Given exercise: Name each person the passage below on domestic violence in Kashmir identifies by name.

──────── Selected passage ────────

Syed Ruksana Alam, Administrator at Sakhi-One Stop Centre (OSC) Srinagar, a project of the Union Ministry of Child and Women’s Development, said calls to their helpline 181 had risen during the lockdown period.

“Post-august last year, calls to helplines had dropped sharply since the cellular network was snapped and now we are witnessing a dramatic rise. We have been receiving 7 to 10 distress calls in a day and sometimes even more than that,” says Ruksana Alam.

Two months after Prime Minister Narendra Modi’s administration split up the disputed Jammu and Kashmir state into two federal territories, the government dissolved State Commission for Protection of Women and Child Rights (SCPWCR) and six other commissions in the region.

With this, women in Kashmir who had found solace in this government institution had nowhere to go. Women’s advocates believe that the actual picture is quite grim and it is difficult to ascertain how many women were subjected to violence in the past year.

With no shelter homes, victims left in the lurch

After staying in an abusive marriage for fifteen long years, Rehana (name changed) thought the only way of putting an end to her miseries was suicide. She had endured severe physical and emotional abuse from her husband who would subject her to marital rape in front of her kids.

Rehana fled from her husband, seeking shelter in her mother’s home. However, her abuser would follow her whenever she ventured out of the house. On one such occasion, Rehana was beaten ruthlessly on the road till someone called the police. A police officer then gave her the number of a lawyer, saying she could help her.

──────── Material ────────

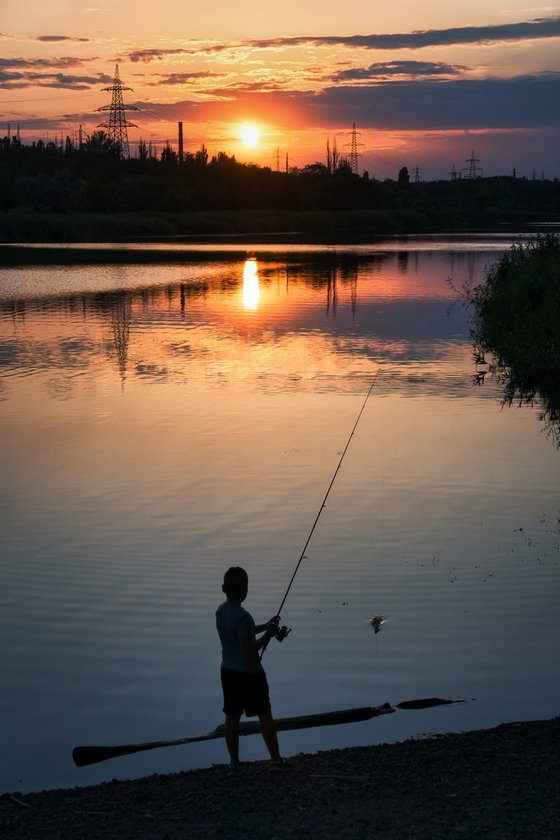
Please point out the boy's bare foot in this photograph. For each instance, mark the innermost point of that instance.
(278, 765)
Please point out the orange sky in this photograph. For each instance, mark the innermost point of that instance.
(426, 85)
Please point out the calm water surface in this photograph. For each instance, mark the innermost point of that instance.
(160, 423)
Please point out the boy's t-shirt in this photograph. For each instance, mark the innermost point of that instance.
(233, 622)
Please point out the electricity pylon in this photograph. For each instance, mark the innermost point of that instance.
(354, 155)
(472, 169)
(118, 124)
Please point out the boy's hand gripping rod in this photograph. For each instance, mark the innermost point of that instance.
(283, 631)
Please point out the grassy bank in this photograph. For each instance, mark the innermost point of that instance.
(496, 784)
(517, 323)
(29, 226)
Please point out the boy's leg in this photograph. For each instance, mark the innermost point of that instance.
(231, 733)
(268, 731)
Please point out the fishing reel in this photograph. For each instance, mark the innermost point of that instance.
(282, 632)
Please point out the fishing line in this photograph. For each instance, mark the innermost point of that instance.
(322, 507)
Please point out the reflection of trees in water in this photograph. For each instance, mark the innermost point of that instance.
(517, 321)
(120, 318)
(525, 385)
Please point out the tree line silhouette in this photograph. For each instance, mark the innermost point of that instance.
(50, 177)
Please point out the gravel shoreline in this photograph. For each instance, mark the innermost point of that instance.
(496, 783)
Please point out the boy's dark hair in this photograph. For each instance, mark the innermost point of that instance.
(235, 580)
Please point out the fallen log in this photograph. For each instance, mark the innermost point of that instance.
(85, 755)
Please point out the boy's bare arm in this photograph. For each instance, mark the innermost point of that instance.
(249, 646)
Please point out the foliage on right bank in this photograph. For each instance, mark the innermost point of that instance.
(517, 323)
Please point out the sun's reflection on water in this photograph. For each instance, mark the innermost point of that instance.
(250, 284)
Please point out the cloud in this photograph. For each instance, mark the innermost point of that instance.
(414, 105)
(384, 70)
(182, 78)
(64, 61)
(529, 30)
(148, 55)
(12, 80)
(525, 101)
(60, 38)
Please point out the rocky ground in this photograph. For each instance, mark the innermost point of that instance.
(497, 783)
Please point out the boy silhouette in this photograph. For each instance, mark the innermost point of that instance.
(244, 683)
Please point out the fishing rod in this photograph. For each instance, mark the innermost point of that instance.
(282, 632)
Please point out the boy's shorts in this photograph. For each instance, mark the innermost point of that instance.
(244, 693)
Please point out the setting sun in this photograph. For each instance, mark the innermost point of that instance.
(250, 135)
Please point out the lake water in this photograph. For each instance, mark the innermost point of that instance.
(160, 423)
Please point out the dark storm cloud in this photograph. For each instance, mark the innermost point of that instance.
(425, 104)
(529, 30)
(528, 101)
(383, 70)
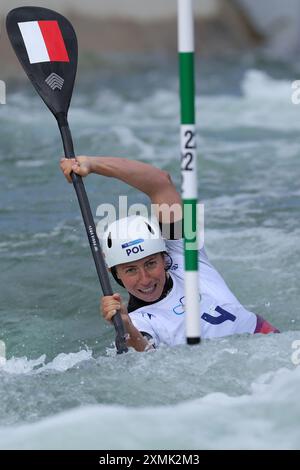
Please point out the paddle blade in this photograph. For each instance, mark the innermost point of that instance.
(46, 46)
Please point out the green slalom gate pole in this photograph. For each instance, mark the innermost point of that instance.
(189, 168)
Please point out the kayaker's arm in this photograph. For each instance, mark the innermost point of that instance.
(109, 305)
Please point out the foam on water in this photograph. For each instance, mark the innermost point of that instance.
(237, 392)
(265, 419)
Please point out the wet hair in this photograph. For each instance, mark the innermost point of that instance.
(168, 263)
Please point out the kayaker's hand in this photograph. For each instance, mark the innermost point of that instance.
(80, 165)
(109, 306)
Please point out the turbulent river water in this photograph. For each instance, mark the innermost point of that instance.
(62, 386)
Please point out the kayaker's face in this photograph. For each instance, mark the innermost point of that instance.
(145, 278)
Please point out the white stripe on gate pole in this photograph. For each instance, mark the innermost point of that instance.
(189, 167)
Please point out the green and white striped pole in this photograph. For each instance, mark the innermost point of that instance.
(189, 167)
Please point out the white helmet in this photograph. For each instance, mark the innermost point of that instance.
(131, 239)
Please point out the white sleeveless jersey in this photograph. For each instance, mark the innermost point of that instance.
(221, 312)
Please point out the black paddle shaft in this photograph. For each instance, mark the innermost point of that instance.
(91, 231)
(46, 46)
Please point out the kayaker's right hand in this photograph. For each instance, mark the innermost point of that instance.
(79, 165)
(109, 306)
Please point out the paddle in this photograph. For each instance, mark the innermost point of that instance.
(46, 46)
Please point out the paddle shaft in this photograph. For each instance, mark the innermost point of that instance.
(91, 230)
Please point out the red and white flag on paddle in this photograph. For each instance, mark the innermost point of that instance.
(43, 41)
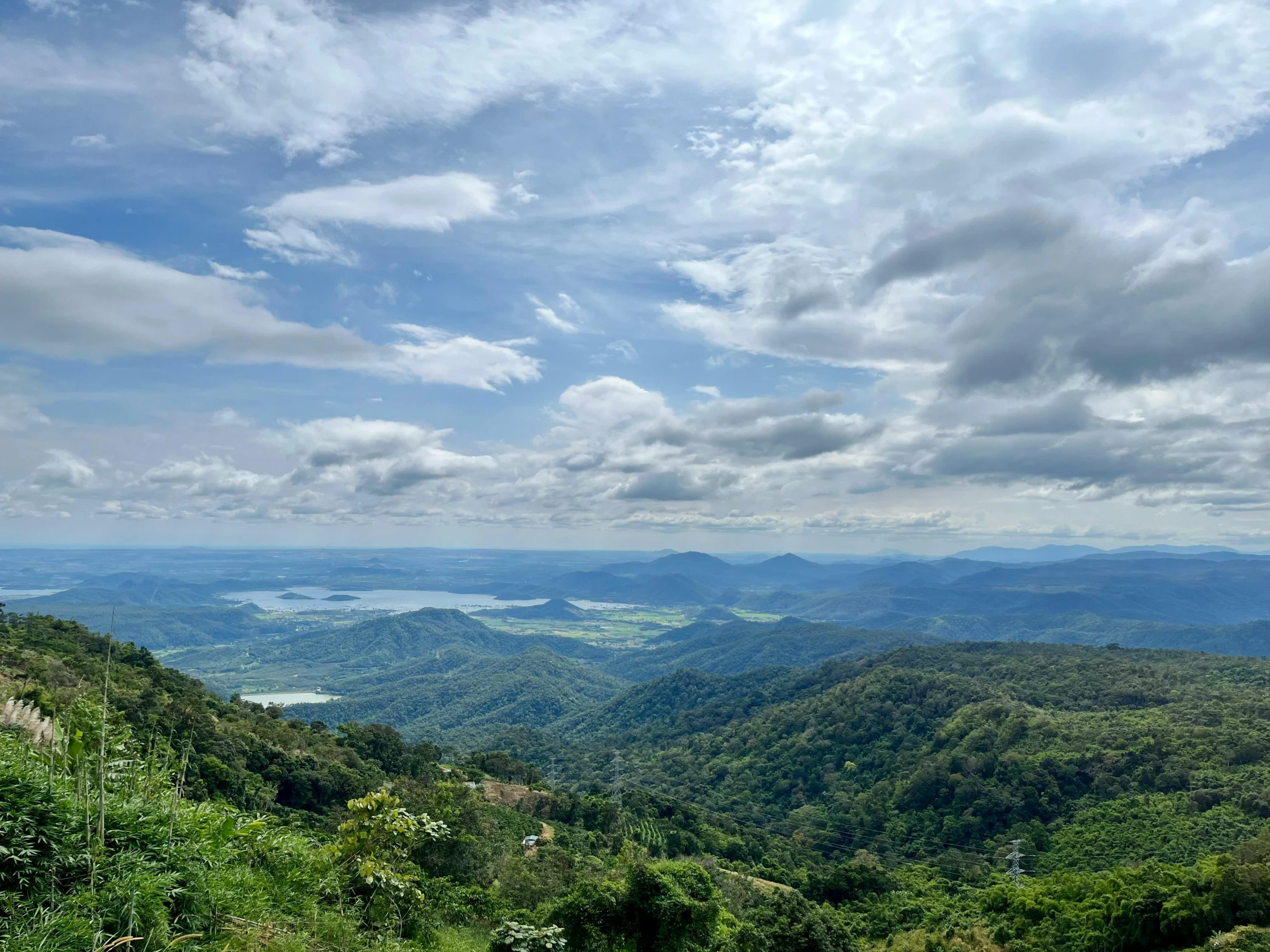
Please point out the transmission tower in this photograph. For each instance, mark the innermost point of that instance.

────────

Solution:
- Syed Ruksana Alam
- Narendra Modi
- Rehana (a changed name)